Texto de origem:
↓↓↓
Não tinha bem a noção. Sabia que era já um mundo complicado, mas estamos a falar de há 28 anos. Os tempos eram outros. E um jovem de 18 anos não pensava que cinco ou dez anos depois ia estar na primeira categoria ou na segunda. O gosto foi-se cimentando e as coisas também me correram bem. Se tivessem corrido mal, teria saído. Nunca pactuaria com situações como as que ainda hoje vejo, de violência. Estava fora de questão. Se algum dia tivesse sido agredido, duvido que tivesse continuado.
Nunca chegou a ser confrontado?
Claro que cheguei. Mas nunca fui atacado por adeptos.
Como aconteceu com Pedro Proença, por exemplo, num centro comercial.
Sim, situações dessas. E atenção: em 18 anos dirigi 26 clássicos oficiais, mais de cem jogos dos três grandes. É natural que tivesse passado por situações complicadas. Mas nunca chegou à violência. Ainda por cima ando de transportes públicos e durante toda a minha carreira nunca deixei de os utilizar.
Depois da final da Taça da Liga, em 2009, falou-se muito em ameaças…
… esse assunto ficou e está encerrado da minha parte.
Mas quando percebia que tinha errado como era o dia seguinte?
↑↑↑
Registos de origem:
↓↓↓
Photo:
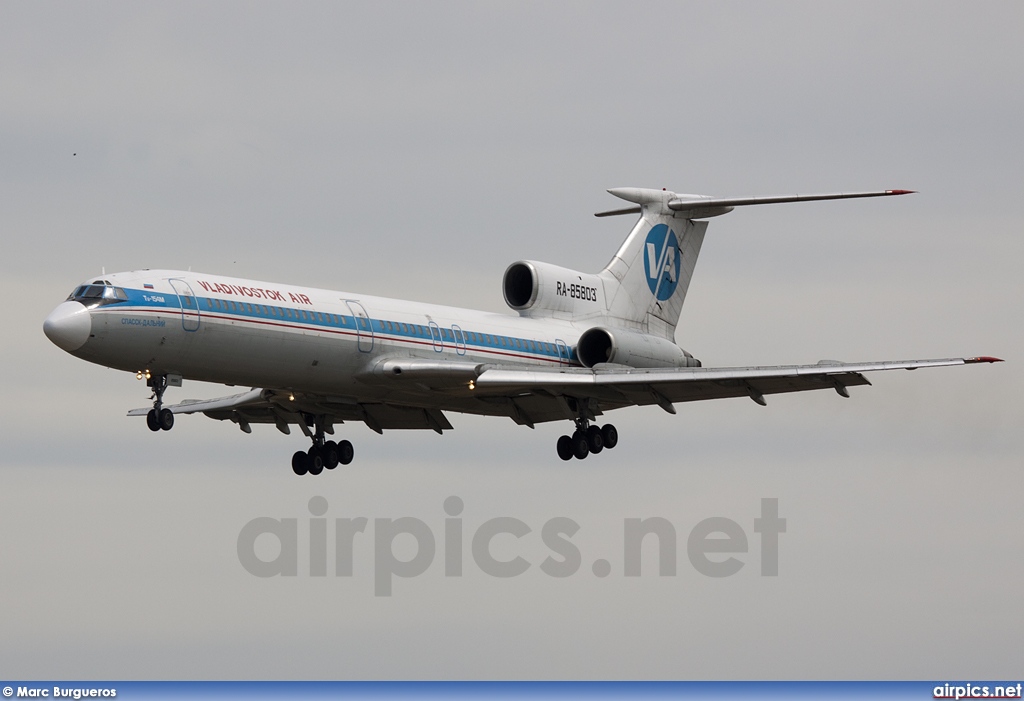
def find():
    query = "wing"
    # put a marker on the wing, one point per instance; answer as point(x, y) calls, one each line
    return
point(284, 408)
point(614, 386)
point(419, 391)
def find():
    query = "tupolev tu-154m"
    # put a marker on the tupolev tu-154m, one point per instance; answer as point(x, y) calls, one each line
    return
point(580, 346)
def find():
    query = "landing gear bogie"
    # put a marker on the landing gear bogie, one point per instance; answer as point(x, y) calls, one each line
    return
point(586, 441)
point(324, 454)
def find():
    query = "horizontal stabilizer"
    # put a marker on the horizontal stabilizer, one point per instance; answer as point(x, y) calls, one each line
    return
point(700, 207)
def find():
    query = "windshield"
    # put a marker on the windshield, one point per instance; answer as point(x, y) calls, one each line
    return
point(98, 293)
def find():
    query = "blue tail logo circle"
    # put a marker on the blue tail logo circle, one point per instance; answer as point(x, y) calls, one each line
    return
point(662, 261)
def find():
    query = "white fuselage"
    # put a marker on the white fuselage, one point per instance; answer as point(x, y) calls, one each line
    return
point(246, 333)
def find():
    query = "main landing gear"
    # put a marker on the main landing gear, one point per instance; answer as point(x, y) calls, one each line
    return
point(587, 438)
point(324, 453)
point(159, 419)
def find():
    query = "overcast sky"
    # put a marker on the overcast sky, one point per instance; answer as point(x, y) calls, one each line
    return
point(414, 150)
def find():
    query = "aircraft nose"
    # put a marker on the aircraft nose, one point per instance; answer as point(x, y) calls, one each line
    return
point(69, 325)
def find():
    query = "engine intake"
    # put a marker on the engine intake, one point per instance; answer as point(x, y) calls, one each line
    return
point(630, 348)
point(535, 289)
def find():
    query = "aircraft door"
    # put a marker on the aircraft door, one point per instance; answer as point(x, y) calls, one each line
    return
point(435, 337)
point(188, 304)
point(364, 326)
point(460, 339)
point(564, 357)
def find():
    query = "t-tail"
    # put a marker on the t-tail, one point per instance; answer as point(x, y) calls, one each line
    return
point(646, 280)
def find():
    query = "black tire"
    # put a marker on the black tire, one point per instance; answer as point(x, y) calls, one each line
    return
point(300, 463)
point(565, 447)
point(331, 457)
point(610, 435)
point(581, 448)
point(315, 463)
point(345, 452)
point(166, 420)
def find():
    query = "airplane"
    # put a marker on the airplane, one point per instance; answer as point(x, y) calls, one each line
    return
point(581, 345)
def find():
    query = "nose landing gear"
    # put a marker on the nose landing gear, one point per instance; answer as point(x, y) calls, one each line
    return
point(159, 419)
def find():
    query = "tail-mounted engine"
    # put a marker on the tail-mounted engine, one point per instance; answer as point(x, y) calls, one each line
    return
point(630, 348)
point(543, 290)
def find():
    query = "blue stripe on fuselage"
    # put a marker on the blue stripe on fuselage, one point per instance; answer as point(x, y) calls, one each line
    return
point(289, 316)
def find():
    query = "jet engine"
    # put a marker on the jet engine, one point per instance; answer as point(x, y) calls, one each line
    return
point(535, 289)
point(630, 348)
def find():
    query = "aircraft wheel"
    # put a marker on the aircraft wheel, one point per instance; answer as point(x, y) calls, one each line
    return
point(345, 452)
point(299, 466)
point(331, 457)
point(581, 448)
point(315, 464)
point(610, 436)
point(166, 420)
point(565, 448)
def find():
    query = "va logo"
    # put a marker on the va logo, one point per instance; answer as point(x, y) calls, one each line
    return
point(662, 261)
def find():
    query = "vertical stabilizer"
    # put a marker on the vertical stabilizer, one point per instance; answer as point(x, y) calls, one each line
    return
point(647, 278)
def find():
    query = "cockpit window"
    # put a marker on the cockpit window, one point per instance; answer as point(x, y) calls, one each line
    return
point(95, 295)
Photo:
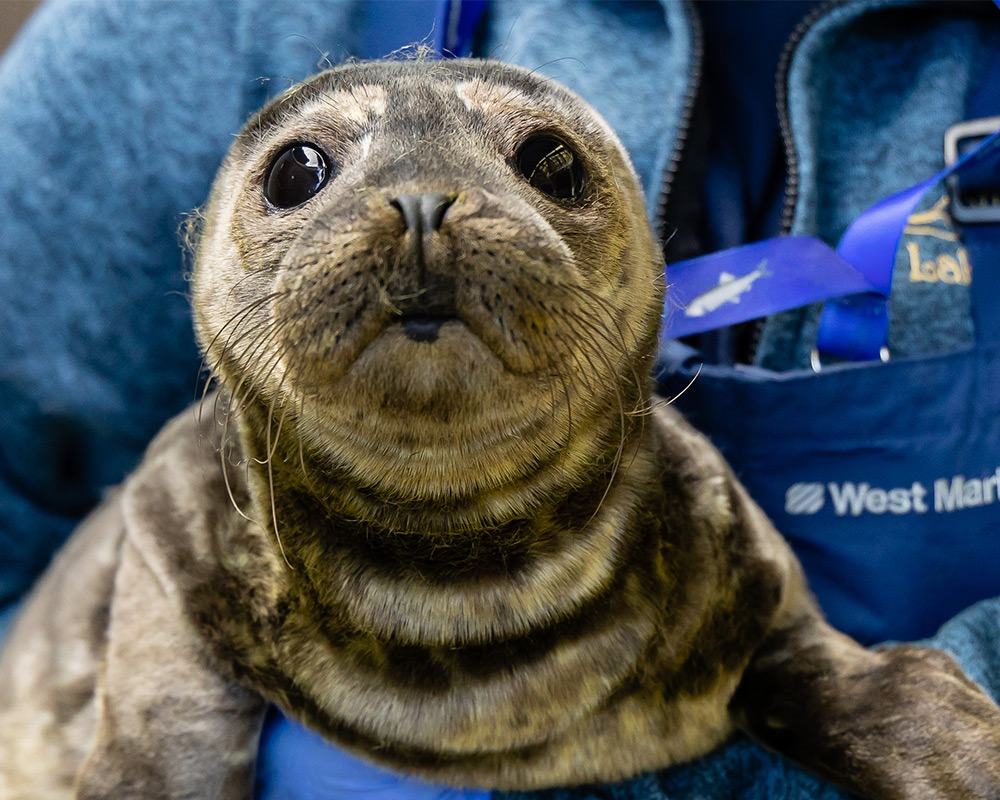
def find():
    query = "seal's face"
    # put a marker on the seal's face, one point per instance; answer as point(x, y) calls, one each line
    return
point(437, 270)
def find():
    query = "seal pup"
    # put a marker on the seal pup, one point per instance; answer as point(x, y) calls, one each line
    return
point(440, 518)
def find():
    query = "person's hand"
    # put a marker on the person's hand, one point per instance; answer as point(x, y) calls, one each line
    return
point(294, 763)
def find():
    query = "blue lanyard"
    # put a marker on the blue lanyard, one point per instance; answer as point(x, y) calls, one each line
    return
point(755, 280)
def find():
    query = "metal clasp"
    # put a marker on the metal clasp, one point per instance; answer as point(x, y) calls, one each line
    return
point(971, 205)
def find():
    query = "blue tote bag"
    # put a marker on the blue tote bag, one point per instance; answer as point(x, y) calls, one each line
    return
point(884, 477)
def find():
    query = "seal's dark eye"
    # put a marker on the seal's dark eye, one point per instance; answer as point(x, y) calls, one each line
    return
point(297, 174)
point(550, 166)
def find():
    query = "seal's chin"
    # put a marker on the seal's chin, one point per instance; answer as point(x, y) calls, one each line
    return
point(433, 367)
point(425, 328)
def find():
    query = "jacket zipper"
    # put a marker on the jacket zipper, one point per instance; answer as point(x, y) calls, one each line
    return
point(784, 123)
point(687, 111)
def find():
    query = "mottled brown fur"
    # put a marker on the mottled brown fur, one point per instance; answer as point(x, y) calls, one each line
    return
point(491, 560)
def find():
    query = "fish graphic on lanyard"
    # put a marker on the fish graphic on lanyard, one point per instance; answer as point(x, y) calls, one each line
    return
point(728, 290)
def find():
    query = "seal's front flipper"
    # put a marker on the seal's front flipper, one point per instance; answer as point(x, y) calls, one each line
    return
point(901, 723)
point(169, 725)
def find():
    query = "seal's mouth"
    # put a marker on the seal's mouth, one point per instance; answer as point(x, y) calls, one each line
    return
point(425, 327)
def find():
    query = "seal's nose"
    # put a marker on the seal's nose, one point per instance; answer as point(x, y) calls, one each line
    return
point(423, 213)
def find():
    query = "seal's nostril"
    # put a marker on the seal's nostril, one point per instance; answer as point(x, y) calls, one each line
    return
point(423, 213)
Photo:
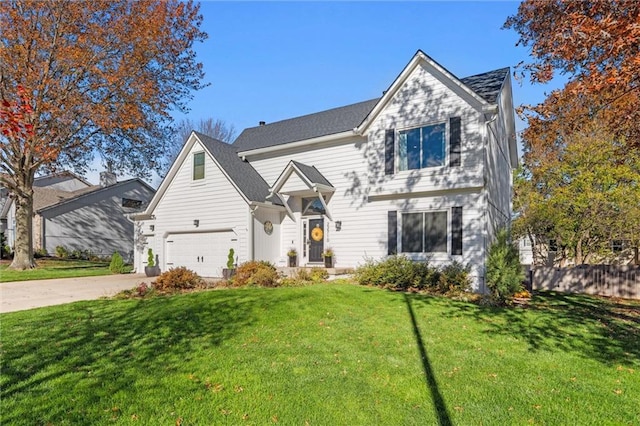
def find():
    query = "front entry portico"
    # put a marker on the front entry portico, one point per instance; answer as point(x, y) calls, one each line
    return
point(315, 240)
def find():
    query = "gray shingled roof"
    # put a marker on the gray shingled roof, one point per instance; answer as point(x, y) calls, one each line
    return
point(312, 174)
point(486, 85)
point(246, 178)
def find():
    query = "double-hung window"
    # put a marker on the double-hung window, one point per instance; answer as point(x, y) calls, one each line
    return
point(198, 166)
point(424, 232)
point(422, 147)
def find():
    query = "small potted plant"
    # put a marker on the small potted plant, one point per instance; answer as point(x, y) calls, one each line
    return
point(328, 258)
point(230, 270)
point(151, 270)
point(293, 257)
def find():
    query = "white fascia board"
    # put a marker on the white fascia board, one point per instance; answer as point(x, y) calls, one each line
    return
point(305, 142)
point(318, 187)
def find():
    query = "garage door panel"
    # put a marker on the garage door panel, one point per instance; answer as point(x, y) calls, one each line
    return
point(204, 253)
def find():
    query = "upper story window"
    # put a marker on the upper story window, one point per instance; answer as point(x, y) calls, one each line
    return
point(422, 147)
point(198, 165)
point(424, 232)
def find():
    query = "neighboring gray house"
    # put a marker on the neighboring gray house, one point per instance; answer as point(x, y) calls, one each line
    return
point(424, 171)
point(70, 212)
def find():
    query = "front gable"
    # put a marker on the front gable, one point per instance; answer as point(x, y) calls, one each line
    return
point(422, 78)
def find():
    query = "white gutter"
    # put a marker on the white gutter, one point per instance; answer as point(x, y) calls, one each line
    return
point(306, 142)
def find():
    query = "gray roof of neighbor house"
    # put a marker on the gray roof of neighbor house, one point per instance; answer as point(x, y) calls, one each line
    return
point(486, 85)
point(312, 173)
point(246, 178)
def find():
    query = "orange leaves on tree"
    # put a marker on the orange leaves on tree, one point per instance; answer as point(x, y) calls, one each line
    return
point(597, 45)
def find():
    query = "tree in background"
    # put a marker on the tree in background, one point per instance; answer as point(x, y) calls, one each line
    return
point(580, 177)
point(584, 194)
point(86, 78)
point(217, 129)
point(596, 44)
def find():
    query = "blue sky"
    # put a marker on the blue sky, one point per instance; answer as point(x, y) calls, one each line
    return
point(276, 60)
point(269, 61)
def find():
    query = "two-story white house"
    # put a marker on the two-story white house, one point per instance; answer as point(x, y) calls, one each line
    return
point(424, 171)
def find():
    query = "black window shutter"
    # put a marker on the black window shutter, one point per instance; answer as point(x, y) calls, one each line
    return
point(456, 230)
point(455, 143)
point(392, 232)
point(389, 151)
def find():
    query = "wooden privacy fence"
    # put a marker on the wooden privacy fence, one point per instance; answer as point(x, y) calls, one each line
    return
point(604, 280)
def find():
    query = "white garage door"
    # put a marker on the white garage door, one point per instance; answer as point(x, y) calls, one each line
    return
point(204, 253)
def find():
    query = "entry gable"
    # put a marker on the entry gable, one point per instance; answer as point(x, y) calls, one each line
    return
point(244, 178)
point(299, 178)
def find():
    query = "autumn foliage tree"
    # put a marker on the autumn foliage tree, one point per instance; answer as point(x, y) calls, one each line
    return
point(80, 78)
point(595, 43)
point(215, 128)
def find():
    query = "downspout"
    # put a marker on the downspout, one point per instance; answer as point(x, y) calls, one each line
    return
point(485, 196)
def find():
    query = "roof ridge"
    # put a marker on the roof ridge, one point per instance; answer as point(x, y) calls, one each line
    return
point(313, 113)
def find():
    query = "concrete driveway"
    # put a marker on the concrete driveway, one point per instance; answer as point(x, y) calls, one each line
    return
point(21, 295)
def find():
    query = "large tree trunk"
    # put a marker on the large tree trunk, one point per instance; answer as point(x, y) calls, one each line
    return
point(23, 251)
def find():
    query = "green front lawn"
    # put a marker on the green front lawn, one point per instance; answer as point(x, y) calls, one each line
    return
point(55, 268)
point(328, 354)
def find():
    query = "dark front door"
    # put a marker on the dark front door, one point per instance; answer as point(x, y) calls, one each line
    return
point(316, 239)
↑↑↑
Enunciado A:
Responda, com base na entrevista:
(i) Há quantos anos se passou o início de que o entrevistado fala?
(ii) Quantos clássicos oficiais diz ter dirigido em 18 anos?
(iii) Que meio de deslocação afirma nunca ter deixado de utilizar durante a carreira?
Enunciado B: Transcreva da entrevista o trecho que vai de "Sim, situações dessas." a "de os utilizar.".
Enunciado C: Segundo a entrevista, por que motivo considera o entrevistado natural ter passado por situações complicadas?
Os registos constituem material à parte.

Resolução A:
(i) Há 28 anos.
(ii) 26 clássicos oficiais.
(iii) Os transportes públicos.

Resolução B:
Sim, situações dessas. E atenção: em 18 anos dirigi 26 clássicos oficiais, mais de cem jogos dos três grandes. É natural que tivesse passado por situações complicadas. Mas nunca chegou à violência. Ainda por cima ando de transportes públicos e durante toda a minha carreira nunca deixei de os utilizar.

Resolução C: Em 18 anos, dirigiu 26 clássicos oficiais e mais de cem jogos dos três grandes.